Locate every line in the entries below that contains the string "dancer" and copy each of those lines.

§ **Provided records**:
>> Begin

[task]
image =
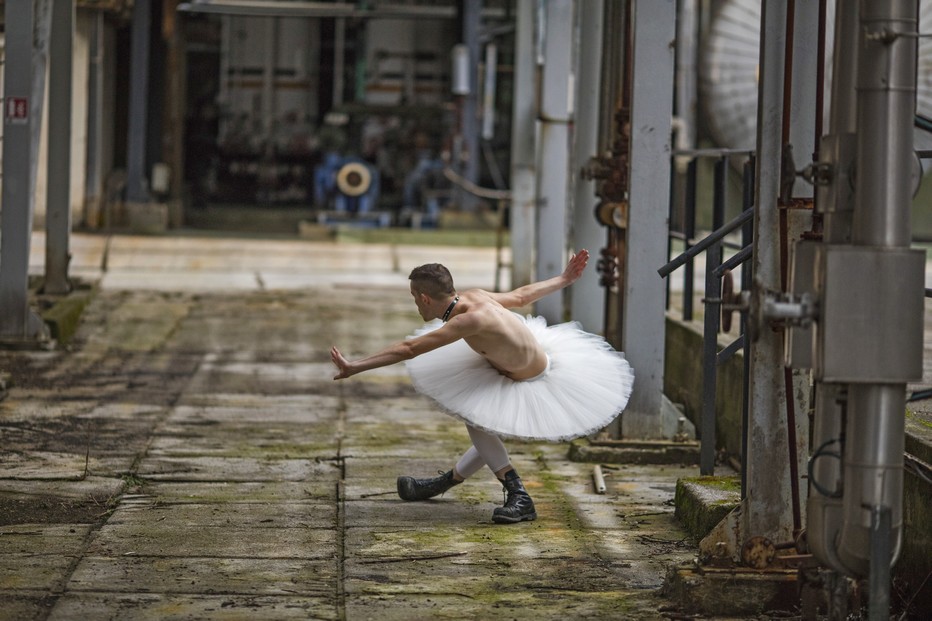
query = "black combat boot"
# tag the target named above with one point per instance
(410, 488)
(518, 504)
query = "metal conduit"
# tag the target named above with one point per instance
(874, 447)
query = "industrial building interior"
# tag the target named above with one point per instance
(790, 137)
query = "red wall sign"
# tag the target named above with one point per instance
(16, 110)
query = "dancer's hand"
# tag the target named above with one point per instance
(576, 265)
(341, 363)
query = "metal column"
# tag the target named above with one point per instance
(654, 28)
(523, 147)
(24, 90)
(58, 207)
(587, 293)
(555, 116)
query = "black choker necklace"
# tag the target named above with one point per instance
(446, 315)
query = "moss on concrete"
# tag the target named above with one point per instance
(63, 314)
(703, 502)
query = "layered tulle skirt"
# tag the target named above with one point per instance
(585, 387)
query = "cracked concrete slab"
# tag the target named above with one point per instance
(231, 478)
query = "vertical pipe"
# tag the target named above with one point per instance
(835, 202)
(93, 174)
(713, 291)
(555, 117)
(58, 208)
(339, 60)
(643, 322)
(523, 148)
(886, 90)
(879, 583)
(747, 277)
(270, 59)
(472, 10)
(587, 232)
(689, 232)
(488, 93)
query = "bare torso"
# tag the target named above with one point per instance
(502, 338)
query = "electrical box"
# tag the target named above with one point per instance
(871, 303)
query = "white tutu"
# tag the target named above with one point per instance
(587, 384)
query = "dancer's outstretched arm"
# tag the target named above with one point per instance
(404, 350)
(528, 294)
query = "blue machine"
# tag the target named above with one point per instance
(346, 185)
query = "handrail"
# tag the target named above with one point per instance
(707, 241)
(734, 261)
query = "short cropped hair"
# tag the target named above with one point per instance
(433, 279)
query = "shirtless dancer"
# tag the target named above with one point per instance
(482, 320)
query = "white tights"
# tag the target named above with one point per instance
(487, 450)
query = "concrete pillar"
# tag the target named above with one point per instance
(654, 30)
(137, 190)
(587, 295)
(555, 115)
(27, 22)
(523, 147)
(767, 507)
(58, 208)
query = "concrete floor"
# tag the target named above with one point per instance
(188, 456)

>> End
>> Begin

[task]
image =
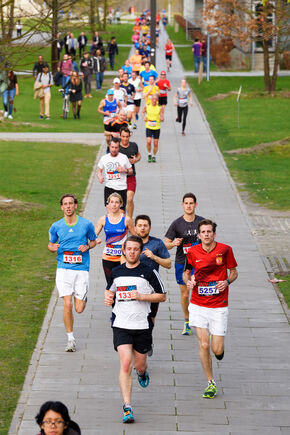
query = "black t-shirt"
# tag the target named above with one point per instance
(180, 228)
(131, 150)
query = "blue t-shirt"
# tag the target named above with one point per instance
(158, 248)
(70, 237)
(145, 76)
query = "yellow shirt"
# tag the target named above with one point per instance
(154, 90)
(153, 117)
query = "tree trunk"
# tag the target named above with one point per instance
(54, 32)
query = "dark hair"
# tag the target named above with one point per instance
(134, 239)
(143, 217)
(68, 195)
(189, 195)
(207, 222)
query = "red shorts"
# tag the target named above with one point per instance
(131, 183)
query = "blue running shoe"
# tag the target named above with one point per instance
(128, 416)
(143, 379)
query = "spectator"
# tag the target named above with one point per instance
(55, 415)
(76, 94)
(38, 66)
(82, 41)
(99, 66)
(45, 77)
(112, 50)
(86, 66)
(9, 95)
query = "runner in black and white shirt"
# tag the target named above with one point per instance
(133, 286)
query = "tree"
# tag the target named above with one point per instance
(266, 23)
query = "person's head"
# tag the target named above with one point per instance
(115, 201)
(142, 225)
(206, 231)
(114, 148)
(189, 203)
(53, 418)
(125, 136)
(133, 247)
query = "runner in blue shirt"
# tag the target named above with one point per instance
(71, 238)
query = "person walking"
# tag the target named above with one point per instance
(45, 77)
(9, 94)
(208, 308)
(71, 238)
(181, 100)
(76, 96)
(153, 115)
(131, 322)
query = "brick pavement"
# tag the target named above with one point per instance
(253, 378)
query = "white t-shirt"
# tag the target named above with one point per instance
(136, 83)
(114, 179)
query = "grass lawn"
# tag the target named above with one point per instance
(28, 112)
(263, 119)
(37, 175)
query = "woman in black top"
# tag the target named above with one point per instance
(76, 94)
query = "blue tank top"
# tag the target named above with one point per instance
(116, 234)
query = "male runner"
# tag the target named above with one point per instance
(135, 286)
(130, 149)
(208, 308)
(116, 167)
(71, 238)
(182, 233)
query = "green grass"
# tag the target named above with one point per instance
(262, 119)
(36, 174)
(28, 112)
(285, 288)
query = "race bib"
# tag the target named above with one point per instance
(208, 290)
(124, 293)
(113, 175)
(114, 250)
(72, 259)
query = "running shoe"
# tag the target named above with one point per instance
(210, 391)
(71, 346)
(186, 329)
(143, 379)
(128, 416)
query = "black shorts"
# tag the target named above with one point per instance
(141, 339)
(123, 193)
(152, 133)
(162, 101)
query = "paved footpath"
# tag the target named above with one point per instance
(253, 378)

>> End

§ **Full solution**:
query = "dancer's hand"
query = "dancer's outstretched arm"
query = "shirtless dancer"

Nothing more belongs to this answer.